(Region pointing data)
--- START ---

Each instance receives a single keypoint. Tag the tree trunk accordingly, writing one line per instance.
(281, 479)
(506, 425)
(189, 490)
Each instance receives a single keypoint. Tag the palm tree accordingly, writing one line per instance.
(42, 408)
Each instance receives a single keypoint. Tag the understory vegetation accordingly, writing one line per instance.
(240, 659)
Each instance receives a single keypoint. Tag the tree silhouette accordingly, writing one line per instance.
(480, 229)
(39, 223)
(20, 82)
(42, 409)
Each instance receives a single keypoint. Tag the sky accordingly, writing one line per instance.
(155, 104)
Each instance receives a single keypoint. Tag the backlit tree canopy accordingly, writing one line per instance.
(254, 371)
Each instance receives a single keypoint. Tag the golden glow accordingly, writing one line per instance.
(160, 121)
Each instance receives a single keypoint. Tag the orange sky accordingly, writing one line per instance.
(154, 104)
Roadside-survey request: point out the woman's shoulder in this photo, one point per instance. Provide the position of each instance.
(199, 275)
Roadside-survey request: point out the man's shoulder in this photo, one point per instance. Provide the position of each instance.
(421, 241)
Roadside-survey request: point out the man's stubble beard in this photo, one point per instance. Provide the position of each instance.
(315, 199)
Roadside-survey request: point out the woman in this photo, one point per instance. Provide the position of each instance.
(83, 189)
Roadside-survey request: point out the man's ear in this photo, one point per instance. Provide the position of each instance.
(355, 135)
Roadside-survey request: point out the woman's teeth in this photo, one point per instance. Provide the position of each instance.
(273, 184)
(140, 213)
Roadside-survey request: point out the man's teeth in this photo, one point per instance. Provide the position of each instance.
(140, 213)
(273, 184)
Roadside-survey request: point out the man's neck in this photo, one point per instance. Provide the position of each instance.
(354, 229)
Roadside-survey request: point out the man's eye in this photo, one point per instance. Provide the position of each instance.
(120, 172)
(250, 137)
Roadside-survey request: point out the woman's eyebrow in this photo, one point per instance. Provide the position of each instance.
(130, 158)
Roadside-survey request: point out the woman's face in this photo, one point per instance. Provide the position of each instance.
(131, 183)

--- END ---

**Task statement**
The entries above must be returned in full, exactly as shown.

**Solution for this exercise**
Each instance receives a single keypoint. Tag the tree trunk accordingly, writing one line per instance.
(281, 479)
(506, 425)
(189, 490)
Each instance receives a single keypoint. Tag the palm tree accordingly, writing one line per instance.
(42, 408)
Each instance receives a single keypoint. Tag the understory vegetation accordingly, writing one line per instance.
(240, 659)
Each instance receives a single keypoint. Tag the tree silhouette accordingly, writing one line per instance.
(480, 229)
(39, 223)
(20, 82)
(42, 409)
Each instance receives a single keypoint. Tag the sky accordingly, writing one line per instance.
(155, 104)
Each instance receives a single keypoint. Tag the backlit tree canopy accordingly, writing one line per instance.
(254, 371)
Each instance receives a single keypoint. Tag the golden glow accordingly, writing one line per instance.
(160, 121)
Each instance receives a single keypoint. Tag the orange sky accordingly, writing one line per instance.
(154, 104)
Roadside-survey request: point out the woman's shoulder in this photo, one point per instance. Provide the position of each instance.
(199, 275)
Roadside-survey request: point out the man's shoulder in this photo, one point per instance. Provide the position of each instance.
(421, 241)
Roadside-survey request: point out the man's stubble beard in this photo, one point per instance. Provide the position of each instance.
(315, 199)
Roadside-survey request: point out the woman in this photo, one point per instance. Provide the position of each instance.
(83, 189)
Roadside-survey request: point out the man's ear in this photo, one point per instance. Provide the position of each instance.
(355, 135)
Roadside-survey request: point out the woman's teeth in this photo, one point per instance. Provide the position of each instance.
(273, 184)
(140, 213)
Roadside-survey request: point out the man's teeth in this photo, one point per instance. Provide the position of each instance.
(140, 213)
(273, 184)
Roadside-survey request: point out the man's neck in this photo, one point per instance. Provide the position of each instance.
(354, 229)
Roadside-survey request: point out the man's eye in this photo, one point per instance. Provide the position of each instance.
(120, 172)
(250, 137)
Roadside-survey request: point out the woman's eyebrow in this photo, one point per instance. Provide the position of each instance.
(130, 158)
Roadside-survey request: point out the woman's face in this photo, one point per instance. Provide the position of each instance.
(131, 183)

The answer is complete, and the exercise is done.